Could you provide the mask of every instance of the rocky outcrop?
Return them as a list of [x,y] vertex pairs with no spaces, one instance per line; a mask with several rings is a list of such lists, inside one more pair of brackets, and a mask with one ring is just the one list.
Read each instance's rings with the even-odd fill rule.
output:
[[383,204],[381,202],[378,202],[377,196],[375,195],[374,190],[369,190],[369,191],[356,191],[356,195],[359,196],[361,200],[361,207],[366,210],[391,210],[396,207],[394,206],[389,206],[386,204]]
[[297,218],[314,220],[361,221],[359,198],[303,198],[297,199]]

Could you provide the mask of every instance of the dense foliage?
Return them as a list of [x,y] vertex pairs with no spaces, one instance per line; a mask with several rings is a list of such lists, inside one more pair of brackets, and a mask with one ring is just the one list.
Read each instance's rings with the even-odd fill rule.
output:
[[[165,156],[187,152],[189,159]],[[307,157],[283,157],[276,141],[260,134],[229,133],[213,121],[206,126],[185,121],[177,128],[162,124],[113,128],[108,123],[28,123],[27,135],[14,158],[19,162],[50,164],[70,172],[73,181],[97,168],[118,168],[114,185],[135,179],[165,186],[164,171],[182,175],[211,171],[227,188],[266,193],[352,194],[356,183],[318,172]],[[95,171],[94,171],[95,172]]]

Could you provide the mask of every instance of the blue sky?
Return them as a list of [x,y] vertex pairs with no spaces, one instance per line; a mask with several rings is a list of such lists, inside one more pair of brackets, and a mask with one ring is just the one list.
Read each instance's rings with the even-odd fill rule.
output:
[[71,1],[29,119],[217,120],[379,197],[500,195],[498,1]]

» Required task
Rewrite the lines from the top through the one containing "[[297,218],[314,220],[361,221],[359,198],[303,198],[297,199]]", swapping "rocky outcrop" for "stone ledge" and keeping everything else the same.

» Exercise answer
Could you provide the mask of every instance of the stone ledge?
Return them as a list of [x,y] vertex pairs with no spaces, one instance per line; a mask with several rings is a list of such lists, inside one more pair of brackets, and a mask with one ring is just the one list.
Read each instance's rings with the even-odd fill rule.
output:
[[383,204],[381,202],[378,202],[377,196],[375,195],[374,190],[369,190],[369,191],[356,191],[356,195],[359,196],[361,200],[361,207],[366,210],[391,210],[396,207],[394,206],[389,206],[386,204]]
[[297,218],[314,220],[361,221],[359,198],[303,198],[297,199]]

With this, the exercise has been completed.